> GOAL OF THE EXERCISE: Only an exact reprint of all the data is acceptable.

> DATASET ENTRIES:
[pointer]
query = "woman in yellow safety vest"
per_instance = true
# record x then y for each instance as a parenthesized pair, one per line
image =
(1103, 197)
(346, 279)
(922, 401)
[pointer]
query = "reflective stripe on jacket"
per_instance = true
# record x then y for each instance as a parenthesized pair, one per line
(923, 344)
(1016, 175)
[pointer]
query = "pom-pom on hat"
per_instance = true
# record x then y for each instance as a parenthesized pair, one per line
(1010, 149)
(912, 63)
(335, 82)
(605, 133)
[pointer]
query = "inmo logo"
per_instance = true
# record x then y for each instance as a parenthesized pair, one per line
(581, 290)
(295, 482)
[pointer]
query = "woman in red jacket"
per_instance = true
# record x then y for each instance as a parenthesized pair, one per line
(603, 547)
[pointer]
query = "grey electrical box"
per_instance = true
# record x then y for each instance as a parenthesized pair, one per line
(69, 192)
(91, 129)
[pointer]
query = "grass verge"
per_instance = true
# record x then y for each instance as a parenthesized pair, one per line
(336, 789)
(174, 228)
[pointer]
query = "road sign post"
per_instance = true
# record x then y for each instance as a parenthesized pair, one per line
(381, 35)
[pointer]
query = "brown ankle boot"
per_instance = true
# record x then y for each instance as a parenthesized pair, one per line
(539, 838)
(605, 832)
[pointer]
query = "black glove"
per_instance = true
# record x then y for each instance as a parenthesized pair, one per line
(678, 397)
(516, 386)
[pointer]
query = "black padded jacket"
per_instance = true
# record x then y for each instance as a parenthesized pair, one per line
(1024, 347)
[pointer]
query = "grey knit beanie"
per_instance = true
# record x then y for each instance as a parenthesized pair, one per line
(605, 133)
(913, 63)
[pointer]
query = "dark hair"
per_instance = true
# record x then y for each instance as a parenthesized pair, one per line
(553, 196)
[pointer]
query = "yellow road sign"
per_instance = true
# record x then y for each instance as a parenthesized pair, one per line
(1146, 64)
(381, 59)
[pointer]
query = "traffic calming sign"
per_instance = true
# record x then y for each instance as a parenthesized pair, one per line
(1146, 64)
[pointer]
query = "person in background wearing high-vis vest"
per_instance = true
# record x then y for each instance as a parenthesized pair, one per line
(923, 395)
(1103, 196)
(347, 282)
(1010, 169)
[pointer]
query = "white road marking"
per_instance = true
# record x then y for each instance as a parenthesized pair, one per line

> WRITTEN RESPONSE:
[pointer]
query = "woman in yellow safety vest"
per_instance = true
# record x then y for each instance as a parenthesized pair, one per line
image =
(1103, 197)
(346, 279)
(922, 401)
[pointer]
query = "reflective stripe on jacket"
per_instance = true
# record x then y for each instance as a parenthesized pair, one per line
(923, 344)
(1016, 175)
[pointer]
query = "pom-pom on hat"
per_instance = true
# record x then y for each instance as a parenthesized pair, one per line
(1010, 149)
(912, 63)
(335, 82)
(605, 133)
[pointer]
query = "inmo logo"
per_instance = true
# record x then y for each instance as a parenthesized pair, one per line
(581, 290)
(295, 482)
[pointer]
query = "woman in red jacket"
per_instance = true
# record x then y for each instance as a parenthesized pair, one per line
(603, 547)
[pointer]
query = "grey electrical box"
per_instance = true
# record x then y for each instance as a parenthesized pair, one per line
(69, 192)
(91, 129)
[pointer]
query = "grass verge"
per_instance = true
# record x then y for each instance as a parenthesized pair, one per line
(336, 789)
(174, 228)
[pointer]
query = "road sign post"
per_instance = true
# record x then y for each instance as a parenthesized pair, one per line
(381, 35)
[pointer]
query = "brown ankle boot"
per_instance = true
# record x then y for each instance as a parenthesized pair, one per line
(539, 838)
(605, 832)
[pointer]
query = "black glove"
per_instance = true
# record x then y for each instance as a parenthesized pair, one per line
(678, 397)
(516, 386)
[pointer]
query = "black padded jacket"
per_instance = true
# record x then y for each instance as a parenthesized pair, one per line
(1024, 347)
[pointer]
query = "grey knit beanie"
per_instance = true
# record x then y for each instance as a parenthesized pair, one per line
(605, 133)
(913, 63)
[pointer]
query = "dark hair"
per_instance = true
# record x then y for each instance as a parenthesized pair, one per line
(553, 196)
[pointer]
query = "yellow road sign"
per_instance = true
# record x then y for each instance as a parenthesized pair, one per line
(1146, 64)
(381, 59)
[pointer]
query = "traffic calming sign"
per_instance = true
# record x then y for each instance as a parenthesized pair, one per line
(1146, 64)
[pointer]
query = "person in background wearing high-vis vest"
per_instance = true
# record x then y for each instance as a parenthesized pair, one per line
(923, 395)
(1103, 196)
(347, 282)
(1010, 169)
[pointer]
query = "white road marking"
per_instance = true
# record x then y for each instance as a parenthesized pair, one per line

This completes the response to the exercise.